EXERCISE PROMPT :: Rescale the stretch of entries below from the line containing "the concrete retaining" through the line containing "point(60, 53)". Repeat every line of it, leaving the requests and their sample points unchanged but multiplying each answer coordinate by 2.2 and rounding to a whole number with halves up, and give only that stretch, without the pictures.

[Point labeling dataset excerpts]

*-*-*

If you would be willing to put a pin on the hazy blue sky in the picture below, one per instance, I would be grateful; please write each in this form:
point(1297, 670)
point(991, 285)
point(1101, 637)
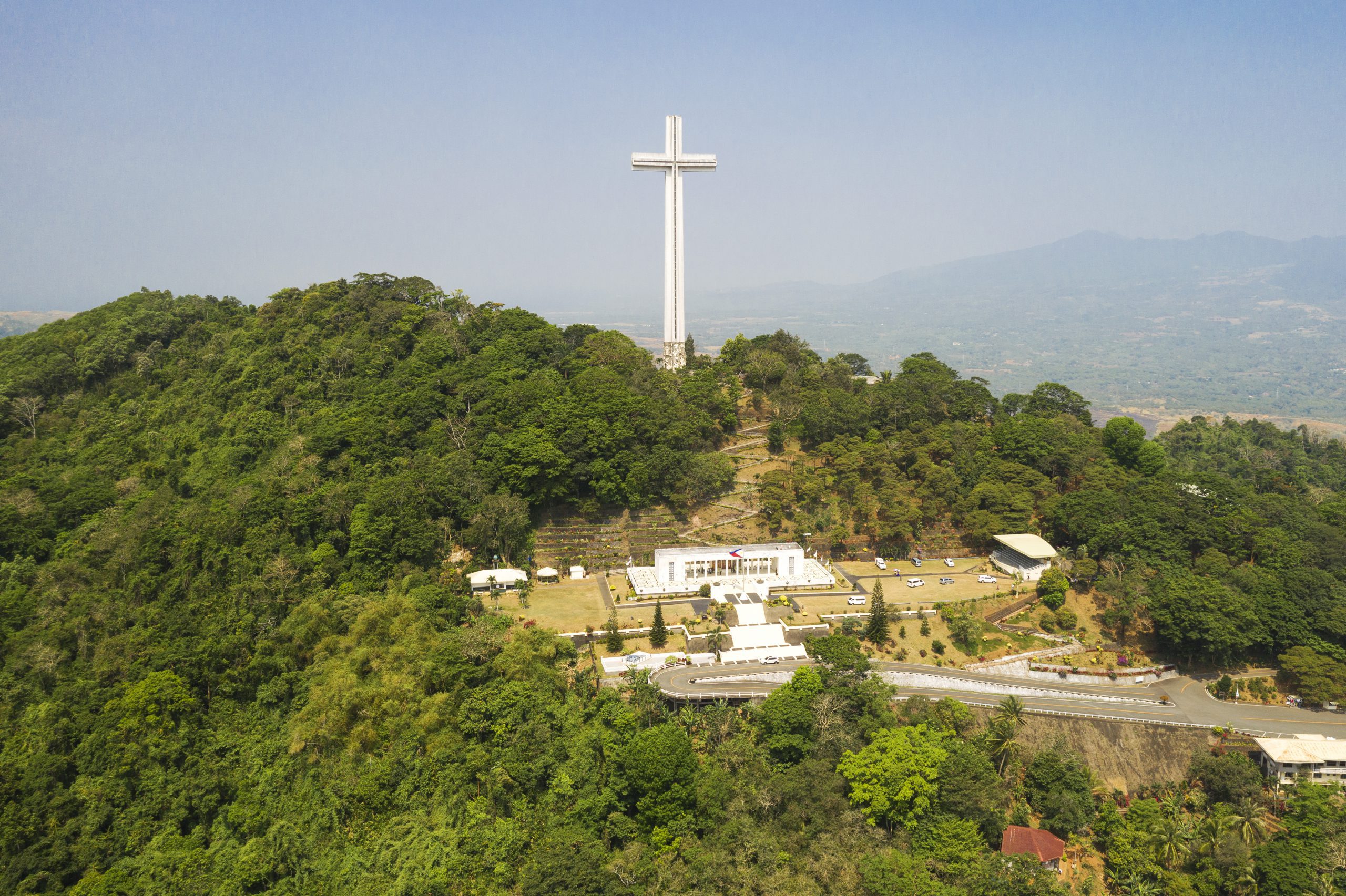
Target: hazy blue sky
point(240, 148)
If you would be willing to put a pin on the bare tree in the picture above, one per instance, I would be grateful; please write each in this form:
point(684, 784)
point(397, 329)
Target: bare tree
point(26, 409)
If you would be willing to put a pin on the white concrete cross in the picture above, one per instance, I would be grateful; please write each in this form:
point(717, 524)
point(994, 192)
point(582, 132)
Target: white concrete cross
point(674, 162)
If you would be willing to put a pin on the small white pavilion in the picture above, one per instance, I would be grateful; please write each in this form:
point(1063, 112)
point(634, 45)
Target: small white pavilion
point(1023, 553)
point(497, 579)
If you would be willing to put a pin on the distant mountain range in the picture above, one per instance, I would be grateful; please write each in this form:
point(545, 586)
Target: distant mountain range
point(1217, 323)
point(17, 322)
point(1225, 323)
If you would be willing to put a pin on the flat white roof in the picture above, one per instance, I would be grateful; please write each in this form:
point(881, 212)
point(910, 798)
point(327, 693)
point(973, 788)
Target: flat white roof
point(1302, 748)
point(503, 576)
point(726, 549)
point(1029, 545)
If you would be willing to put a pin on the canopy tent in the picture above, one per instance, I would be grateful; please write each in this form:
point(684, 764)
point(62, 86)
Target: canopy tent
point(503, 579)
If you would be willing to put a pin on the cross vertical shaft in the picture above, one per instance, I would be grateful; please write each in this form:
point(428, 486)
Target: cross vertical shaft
point(674, 162)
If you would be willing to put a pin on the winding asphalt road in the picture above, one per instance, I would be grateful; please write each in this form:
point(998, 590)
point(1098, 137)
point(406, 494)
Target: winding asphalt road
point(1188, 704)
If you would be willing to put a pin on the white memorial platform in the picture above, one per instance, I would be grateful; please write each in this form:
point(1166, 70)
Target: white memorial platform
point(754, 638)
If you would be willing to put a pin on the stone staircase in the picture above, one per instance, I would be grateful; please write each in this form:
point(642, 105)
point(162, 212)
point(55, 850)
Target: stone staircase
point(568, 540)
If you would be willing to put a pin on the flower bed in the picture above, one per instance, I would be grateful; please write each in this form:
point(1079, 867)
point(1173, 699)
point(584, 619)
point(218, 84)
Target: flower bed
point(1104, 673)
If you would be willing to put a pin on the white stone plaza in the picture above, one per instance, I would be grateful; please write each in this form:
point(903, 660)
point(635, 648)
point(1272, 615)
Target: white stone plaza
point(674, 163)
point(746, 568)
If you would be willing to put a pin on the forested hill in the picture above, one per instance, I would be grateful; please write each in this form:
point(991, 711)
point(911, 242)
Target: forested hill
point(236, 661)
point(364, 420)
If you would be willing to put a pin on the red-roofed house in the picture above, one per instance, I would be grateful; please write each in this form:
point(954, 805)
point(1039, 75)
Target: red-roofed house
point(1045, 845)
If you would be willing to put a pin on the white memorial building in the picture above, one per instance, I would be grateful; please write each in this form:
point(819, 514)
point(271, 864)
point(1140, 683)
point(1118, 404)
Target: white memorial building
point(761, 568)
point(1027, 555)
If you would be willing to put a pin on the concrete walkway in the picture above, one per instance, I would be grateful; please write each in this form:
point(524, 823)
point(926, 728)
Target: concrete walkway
point(1188, 702)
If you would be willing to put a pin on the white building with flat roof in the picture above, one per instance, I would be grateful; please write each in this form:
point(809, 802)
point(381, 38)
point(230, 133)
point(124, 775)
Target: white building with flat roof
point(1320, 759)
point(1030, 556)
point(762, 568)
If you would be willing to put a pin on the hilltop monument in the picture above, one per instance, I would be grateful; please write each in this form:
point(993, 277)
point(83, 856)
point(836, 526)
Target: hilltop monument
point(674, 162)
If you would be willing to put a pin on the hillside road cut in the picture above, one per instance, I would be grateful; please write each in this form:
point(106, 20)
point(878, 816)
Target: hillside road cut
point(1188, 700)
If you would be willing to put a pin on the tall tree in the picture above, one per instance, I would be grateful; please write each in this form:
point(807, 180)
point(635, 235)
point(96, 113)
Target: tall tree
point(876, 630)
point(613, 638)
point(659, 631)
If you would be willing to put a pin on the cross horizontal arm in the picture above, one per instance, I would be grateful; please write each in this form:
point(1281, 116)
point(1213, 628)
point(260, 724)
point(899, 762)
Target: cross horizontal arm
point(662, 162)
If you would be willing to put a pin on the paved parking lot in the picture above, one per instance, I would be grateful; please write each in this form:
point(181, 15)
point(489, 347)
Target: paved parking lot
point(895, 591)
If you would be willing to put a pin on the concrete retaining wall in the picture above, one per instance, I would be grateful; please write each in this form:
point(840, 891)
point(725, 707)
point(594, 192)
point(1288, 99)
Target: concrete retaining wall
point(945, 683)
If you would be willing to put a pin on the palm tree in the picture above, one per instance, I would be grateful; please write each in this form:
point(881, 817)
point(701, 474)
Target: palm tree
point(1173, 802)
point(1001, 741)
point(1138, 885)
point(1247, 882)
point(714, 643)
point(1252, 821)
point(1325, 885)
point(1210, 833)
point(1169, 839)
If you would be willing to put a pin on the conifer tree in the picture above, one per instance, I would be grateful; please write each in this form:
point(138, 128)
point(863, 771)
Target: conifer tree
point(659, 631)
point(878, 629)
point(614, 641)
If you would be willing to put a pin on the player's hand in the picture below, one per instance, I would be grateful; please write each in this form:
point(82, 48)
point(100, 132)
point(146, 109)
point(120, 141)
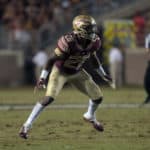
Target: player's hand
point(40, 83)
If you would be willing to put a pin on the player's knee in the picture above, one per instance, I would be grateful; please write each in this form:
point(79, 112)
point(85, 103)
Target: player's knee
point(98, 101)
point(47, 100)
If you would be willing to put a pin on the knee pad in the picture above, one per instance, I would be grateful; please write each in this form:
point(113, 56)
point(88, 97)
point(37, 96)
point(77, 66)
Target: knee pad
point(47, 100)
point(98, 101)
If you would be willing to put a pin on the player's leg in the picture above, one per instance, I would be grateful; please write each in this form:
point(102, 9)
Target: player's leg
point(55, 84)
point(86, 85)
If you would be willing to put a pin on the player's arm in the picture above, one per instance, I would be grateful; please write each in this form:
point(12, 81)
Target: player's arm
point(54, 56)
point(102, 72)
point(100, 69)
point(60, 53)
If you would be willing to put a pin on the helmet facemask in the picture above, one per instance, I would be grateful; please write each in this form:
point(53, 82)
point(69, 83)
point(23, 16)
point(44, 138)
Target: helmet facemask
point(85, 27)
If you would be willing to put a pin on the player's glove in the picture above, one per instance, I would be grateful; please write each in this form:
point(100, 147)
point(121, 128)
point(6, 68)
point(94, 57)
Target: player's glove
point(42, 79)
point(40, 83)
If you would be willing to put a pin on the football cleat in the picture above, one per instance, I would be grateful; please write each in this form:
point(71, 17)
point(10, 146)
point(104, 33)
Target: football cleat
point(91, 119)
point(24, 132)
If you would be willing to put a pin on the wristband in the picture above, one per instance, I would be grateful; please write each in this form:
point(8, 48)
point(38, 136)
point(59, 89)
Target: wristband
point(44, 74)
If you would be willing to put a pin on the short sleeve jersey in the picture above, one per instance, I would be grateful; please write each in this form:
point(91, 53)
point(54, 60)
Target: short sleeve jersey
point(74, 54)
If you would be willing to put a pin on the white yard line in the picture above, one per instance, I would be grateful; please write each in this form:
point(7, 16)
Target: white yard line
point(72, 106)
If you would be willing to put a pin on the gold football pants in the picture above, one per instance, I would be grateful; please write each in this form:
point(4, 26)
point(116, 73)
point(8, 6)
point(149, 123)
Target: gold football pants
point(82, 81)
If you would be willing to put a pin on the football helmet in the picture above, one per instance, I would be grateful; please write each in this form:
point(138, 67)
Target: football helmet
point(85, 26)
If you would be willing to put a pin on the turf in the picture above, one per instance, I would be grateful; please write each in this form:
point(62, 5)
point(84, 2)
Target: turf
point(64, 129)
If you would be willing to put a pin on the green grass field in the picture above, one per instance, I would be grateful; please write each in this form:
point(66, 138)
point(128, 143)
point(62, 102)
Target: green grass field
point(64, 129)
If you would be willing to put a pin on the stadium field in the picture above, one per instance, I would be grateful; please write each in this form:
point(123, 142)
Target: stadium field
point(64, 129)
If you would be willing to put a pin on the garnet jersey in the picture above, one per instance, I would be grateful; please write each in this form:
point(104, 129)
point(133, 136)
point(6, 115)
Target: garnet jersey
point(75, 55)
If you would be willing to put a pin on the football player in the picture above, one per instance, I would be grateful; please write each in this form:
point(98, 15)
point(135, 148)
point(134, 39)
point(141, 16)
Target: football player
point(66, 61)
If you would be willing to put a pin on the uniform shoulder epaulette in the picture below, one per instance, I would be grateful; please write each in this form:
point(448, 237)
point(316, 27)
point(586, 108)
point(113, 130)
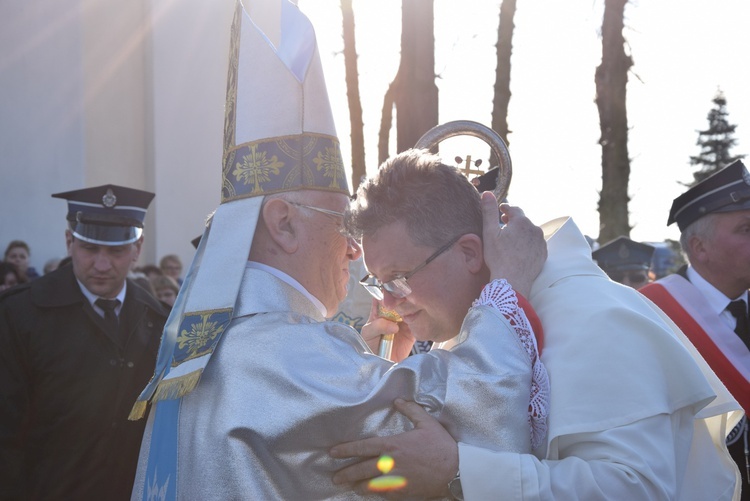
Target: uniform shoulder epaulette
point(14, 290)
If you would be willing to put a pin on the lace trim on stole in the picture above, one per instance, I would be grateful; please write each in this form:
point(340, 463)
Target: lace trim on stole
point(501, 296)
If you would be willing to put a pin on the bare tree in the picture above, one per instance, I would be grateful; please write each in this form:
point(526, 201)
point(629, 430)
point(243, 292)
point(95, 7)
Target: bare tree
point(611, 84)
point(504, 50)
point(359, 170)
point(413, 90)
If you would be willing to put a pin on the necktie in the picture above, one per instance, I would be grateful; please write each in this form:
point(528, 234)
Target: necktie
point(739, 310)
point(110, 317)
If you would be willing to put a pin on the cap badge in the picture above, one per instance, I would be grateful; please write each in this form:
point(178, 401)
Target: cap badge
point(109, 199)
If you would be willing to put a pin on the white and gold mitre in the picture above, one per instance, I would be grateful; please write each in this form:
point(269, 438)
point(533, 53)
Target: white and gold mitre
point(279, 136)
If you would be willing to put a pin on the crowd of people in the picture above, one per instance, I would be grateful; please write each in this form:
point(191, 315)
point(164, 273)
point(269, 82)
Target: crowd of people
point(552, 373)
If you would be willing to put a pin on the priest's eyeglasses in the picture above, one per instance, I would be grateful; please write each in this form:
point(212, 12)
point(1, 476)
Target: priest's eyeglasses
point(319, 209)
point(399, 287)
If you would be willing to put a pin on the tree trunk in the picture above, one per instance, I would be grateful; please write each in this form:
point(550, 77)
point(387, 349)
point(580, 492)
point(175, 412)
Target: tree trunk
point(416, 95)
point(357, 134)
point(611, 83)
point(386, 120)
point(502, 93)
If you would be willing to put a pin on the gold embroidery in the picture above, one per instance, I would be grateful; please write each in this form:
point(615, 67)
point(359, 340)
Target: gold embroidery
point(200, 335)
point(329, 161)
point(256, 168)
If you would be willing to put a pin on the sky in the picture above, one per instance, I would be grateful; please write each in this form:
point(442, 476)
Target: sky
point(683, 52)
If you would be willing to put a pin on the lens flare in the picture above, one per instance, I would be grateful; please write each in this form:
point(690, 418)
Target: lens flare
point(386, 482)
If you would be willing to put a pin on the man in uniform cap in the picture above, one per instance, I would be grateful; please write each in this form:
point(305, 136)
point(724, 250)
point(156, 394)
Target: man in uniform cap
point(76, 347)
point(625, 261)
point(708, 297)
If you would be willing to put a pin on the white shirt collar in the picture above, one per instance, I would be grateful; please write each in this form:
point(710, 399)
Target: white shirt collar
point(289, 280)
point(91, 297)
point(716, 301)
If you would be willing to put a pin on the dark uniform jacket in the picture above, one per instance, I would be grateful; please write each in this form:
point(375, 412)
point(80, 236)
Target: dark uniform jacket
point(67, 387)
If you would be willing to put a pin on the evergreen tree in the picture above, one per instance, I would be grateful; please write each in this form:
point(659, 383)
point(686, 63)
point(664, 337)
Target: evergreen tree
point(715, 142)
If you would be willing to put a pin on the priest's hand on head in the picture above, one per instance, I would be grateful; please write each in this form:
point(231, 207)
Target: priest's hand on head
point(516, 251)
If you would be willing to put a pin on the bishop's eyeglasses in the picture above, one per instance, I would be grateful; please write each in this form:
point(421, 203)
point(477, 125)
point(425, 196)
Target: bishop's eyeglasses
point(399, 287)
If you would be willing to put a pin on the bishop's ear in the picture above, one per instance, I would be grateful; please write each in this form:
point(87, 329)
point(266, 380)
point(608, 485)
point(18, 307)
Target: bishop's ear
point(281, 221)
point(471, 248)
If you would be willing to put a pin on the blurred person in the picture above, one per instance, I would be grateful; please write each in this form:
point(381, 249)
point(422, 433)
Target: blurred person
point(165, 288)
point(9, 275)
point(253, 384)
point(635, 412)
point(76, 347)
point(626, 261)
point(150, 271)
point(171, 265)
point(708, 297)
point(18, 253)
point(51, 265)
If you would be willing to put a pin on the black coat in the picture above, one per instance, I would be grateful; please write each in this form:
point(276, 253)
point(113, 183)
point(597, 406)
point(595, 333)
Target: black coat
point(67, 387)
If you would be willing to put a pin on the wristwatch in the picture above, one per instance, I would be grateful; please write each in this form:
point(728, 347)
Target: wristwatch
point(454, 487)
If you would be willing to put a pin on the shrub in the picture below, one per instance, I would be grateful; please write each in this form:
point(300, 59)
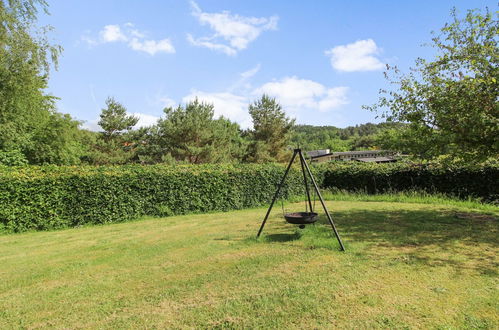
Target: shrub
point(49, 197)
point(460, 181)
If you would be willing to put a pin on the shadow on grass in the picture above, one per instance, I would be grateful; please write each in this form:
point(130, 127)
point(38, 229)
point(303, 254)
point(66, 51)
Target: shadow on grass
point(283, 237)
point(429, 237)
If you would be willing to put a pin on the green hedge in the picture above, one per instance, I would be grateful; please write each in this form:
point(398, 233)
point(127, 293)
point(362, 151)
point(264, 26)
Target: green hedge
point(40, 198)
point(459, 181)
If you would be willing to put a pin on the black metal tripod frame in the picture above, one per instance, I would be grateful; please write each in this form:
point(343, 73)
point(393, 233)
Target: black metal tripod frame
point(306, 170)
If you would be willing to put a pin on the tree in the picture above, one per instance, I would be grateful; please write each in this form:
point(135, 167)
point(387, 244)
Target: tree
point(191, 134)
point(114, 145)
point(451, 102)
point(30, 128)
point(114, 119)
point(271, 131)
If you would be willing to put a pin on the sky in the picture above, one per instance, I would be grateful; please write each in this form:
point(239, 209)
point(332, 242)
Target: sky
point(322, 60)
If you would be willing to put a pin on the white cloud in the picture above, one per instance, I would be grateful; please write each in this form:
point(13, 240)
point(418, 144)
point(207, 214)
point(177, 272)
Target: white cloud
point(296, 94)
point(357, 56)
point(112, 33)
point(242, 82)
point(151, 46)
point(235, 30)
point(251, 72)
point(229, 105)
point(135, 39)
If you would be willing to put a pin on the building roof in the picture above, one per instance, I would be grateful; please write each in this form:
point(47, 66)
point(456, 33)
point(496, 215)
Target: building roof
point(352, 153)
point(376, 160)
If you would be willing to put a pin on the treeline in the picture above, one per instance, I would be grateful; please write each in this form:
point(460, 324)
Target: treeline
point(49, 197)
point(360, 137)
point(449, 104)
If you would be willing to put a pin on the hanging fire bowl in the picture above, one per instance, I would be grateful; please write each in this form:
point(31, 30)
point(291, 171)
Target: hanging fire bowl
point(301, 218)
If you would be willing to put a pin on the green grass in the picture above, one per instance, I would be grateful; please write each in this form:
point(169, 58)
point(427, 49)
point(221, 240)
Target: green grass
point(407, 265)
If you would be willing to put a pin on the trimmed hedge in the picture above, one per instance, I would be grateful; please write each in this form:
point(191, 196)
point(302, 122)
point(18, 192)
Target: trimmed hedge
point(459, 181)
point(40, 198)
point(49, 197)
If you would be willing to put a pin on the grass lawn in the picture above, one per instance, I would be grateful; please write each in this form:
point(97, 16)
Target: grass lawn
point(407, 265)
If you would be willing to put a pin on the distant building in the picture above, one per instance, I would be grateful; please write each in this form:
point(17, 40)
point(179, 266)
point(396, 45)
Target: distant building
point(315, 153)
point(366, 156)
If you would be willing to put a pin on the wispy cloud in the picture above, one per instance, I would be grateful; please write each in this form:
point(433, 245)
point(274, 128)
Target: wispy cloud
point(232, 33)
point(357, 56)
point(296, 94)
point(135, 39)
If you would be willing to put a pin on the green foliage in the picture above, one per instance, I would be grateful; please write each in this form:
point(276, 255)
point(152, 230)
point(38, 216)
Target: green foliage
point(12, 158)
point(28, 122)
point(451, 102)
point(460, 181)
point(191, 134)
point(114, 119)
point(270, 136)
point(39, 198)
point(359, 137)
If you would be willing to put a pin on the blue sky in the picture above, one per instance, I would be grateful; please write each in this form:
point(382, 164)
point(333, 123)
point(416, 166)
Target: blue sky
point(321, 59)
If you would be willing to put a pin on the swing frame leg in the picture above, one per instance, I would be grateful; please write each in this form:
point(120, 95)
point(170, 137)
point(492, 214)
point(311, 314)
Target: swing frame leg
point(342, 247)
point(277, 193)
point(305, 168)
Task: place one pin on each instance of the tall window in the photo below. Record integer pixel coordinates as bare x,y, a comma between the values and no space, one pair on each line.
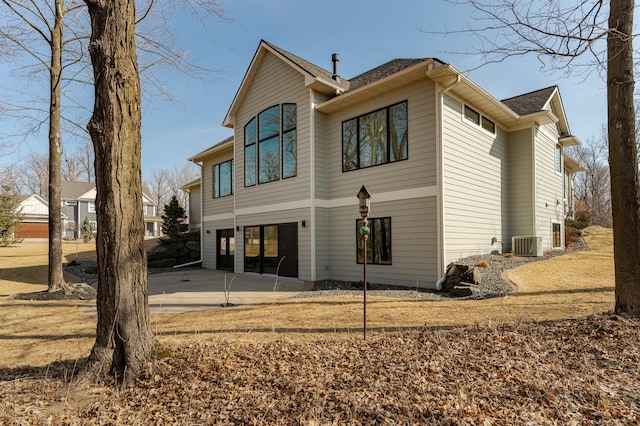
223,179
378,243
556,234
378,137
271,145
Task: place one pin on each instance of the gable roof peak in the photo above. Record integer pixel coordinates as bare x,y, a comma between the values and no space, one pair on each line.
531,102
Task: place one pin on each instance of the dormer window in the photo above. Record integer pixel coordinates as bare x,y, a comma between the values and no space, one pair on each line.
270,145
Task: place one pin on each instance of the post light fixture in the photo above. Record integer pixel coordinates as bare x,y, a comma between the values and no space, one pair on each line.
364,207
364,203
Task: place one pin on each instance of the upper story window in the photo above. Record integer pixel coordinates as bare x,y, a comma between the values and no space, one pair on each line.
475,117
271,145
378,137
223,179
558,161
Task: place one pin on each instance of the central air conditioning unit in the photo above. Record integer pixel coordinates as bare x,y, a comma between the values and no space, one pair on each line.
527,245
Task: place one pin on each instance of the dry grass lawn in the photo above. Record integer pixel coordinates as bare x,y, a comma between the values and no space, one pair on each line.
36,333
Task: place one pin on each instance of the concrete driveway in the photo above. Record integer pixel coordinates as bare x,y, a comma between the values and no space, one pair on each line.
186,290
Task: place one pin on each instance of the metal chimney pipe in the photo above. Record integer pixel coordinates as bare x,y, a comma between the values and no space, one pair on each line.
335,58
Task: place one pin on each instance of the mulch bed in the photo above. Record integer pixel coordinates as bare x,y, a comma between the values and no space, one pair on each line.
581,371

*-*-*

REPLY ::
If you would be willing to put a pin on the concrete retaining wall in the picture above, one per instance, I would be grateful; please write each in this form:
point(840, 891)
point(725, 707)
point(594, 192)
point(1288, 99)
Target: concrete retaining wall
point(2079, 1503)
If you would be willing to put a pin on the palm tree in the picture above, one per instance, I would be grateful; please write each in this form:
point(881, 817)
point(701, 474)
Target: palm tree
point(2581, 1764)
point(2202, 1630)
point(2504, 1947)
point(2743, 1940)
point(1571, 1415)
point(2754, 1806)
point(2915, 1947)
point(2662, 1833)
point(2572, 1846)
If you would be willing to put a pin on the conifer tree in the picture above, one per instance, I would be grateful; please write each in this form:
point(138, 128)
point(863, 771)
Target: conifer tree
point(1450, 1388)
point(1932, 1384)
point(1351, 1410)
If you would be willing to put a pin on the player's hand in the picture below, one per instance, I would be grateful; please write each in this form:
point(82, 48)
point(100, 132)
point(146, 109)
point(120, 141)
Target: player's hand
point(88, 183)
If you would be willing to put a pin on the player's knee in the picture above, one per instance, I would be grateful; please write each in this form:
point(79, 112)
point(85, 103)
Target: player's knee
point(216, 222)
point(103, 220)
If you would be willing to put a pin on the knee pad in the picture above, one per instance, I would be grateful; please write each in this form:
point(113, 56)
point(88, 97)
point(37, 96)
point(77, 66)
Target: knee pad
point(103, 220)
point(216, 222)
If you would be willing to put a pin on the player's leg in the picture above, one per instance, I would be grateful; please write each in this form:
point(102, 9)
Target: player's leg
point(121, 185)
point(189, 187)
If you would be willing to put a pin on the player's arm in the picture above, one per instance, I would be grateful; please write each in this form:
point(12, 81)
Target: player's arm
point(119, 123)
point(224, 158)
point(220, 152)
point(132, 117)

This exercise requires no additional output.